Short exercise
Starting with the item line containing "Target: dirt road" and continuing through the end of the items, rewrite those lines with "instance" replaced by "occurrence" and everything else unchanged.

:::

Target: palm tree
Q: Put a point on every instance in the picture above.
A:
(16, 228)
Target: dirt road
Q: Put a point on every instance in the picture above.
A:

:::

Answer for this exercise
Target: dirt road
Q: Put a point on every occurrence in the picture above.
A:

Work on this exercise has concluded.